## [Written request]
Reproduce the flashtext exact-match thread from "When I try to" up to and including "which fails ?", character for character.

## [Document excerpt]
※
Exact Match #109

AlpUygur · 2020-04-27T15:45:39Z

Hi,

I am using flashtext for searching 694 bad words in some documents for tagging them if they contain bad language or not. But i need the exact match case because some words contain bad words in them but they are not bad words. How can I make the search for exact matches?

thakur-nandan · 2020-04-28T20:18:41Z

Hi @AlpUygur,

Just add the bad words to the Keyword Processor using the add_keyword parameter, and make sure the case_sensitive=True. I hope this solves your issue?

>>> from flashtext import KeywordProcessor
>>> keyword_processor = KeywordProcessor(case_sensitive=True)
>>> keyword_processor.add_keyword('Bad word 1')
>>> keyword_processor.add_keyword('Bad word 2')
>>> keywords_found = keyword_processor.extract_keywords('I have Bad word 1 and Bad word 2.')
>>> keywords_found
>>> # ['Bad word1', 'Bad word 2']

Kind Regards,
Nandan Thakur

AlpUygur · 2020-05-01T18:48:19Z

Hello, Thanks for your answer but it didn't work on my case.

When I try to add words in for loop it says

"keyword_processor.add_keyword(content[i])
TypeError: list indices must be integers or slices, not str"

and I did not want to add 694 of them in hand.

vi3k6i5 · 2020-05-02T16:13:06Z

can you share some sample which fails ?

AlpUygur · 2020-05-10T18:49:56Z

For example I am looking for "am" in text. It founds "am" when there is "cam" in the text.

vi3k6i5 · 2020-05-10T20:01:14Z

This should never happen, can you pick that line and make a working example and share that.

…

On Mon, May 11, 2020 at 12:20 AM Alp Uygur ***@***.***> wrote: For example I am looking for "am" in text. It founds "am" when there is "cam" in the text. — You are receiving this because you commented. Reply to this email directly, view it on GitHub <#109 (comment)>, or unsubscribe <https://github.com/notifications/unsubscribe-auth/AAXY3QQPIMFJ45LKAB7T7ILRQ3ZN7ANCNFSM4MSBE2VA> .

-- Vikash

iwpnd · 2020-05-11T08:00:42Z

@AlpUygur this does only happen when the "c" in "cam" for whatever reason is not part of the non_word_boundaries. Depending on the character script of your input text, this can happen.

import string
non_word_boundaries = set(string.digits + string.ascii_letters + '_')

Then check if that "c" is in non_word_boundaries.

If it is not, you have to manually add non_word_boundaries to your instance of KeywordProcessor via add_non_word_boundary().

AlpUygur · 2020-05-16T14:42:29Z

This should never happen, can you pick that line and make a working example and share that.
※
Source data:
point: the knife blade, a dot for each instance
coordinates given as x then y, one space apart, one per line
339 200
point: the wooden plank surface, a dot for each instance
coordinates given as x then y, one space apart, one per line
※
## [Solution to this exercise]
When I try to add words in for loop it says

"keyword_processor.add_keyword(content[i])
TypeError: list indices must be integers or slices, not str"

and I did not want to add 694 of them in hand.

vi3k6i5 · 2020-05-02T16:13:06Z

can you share some sample which fails ?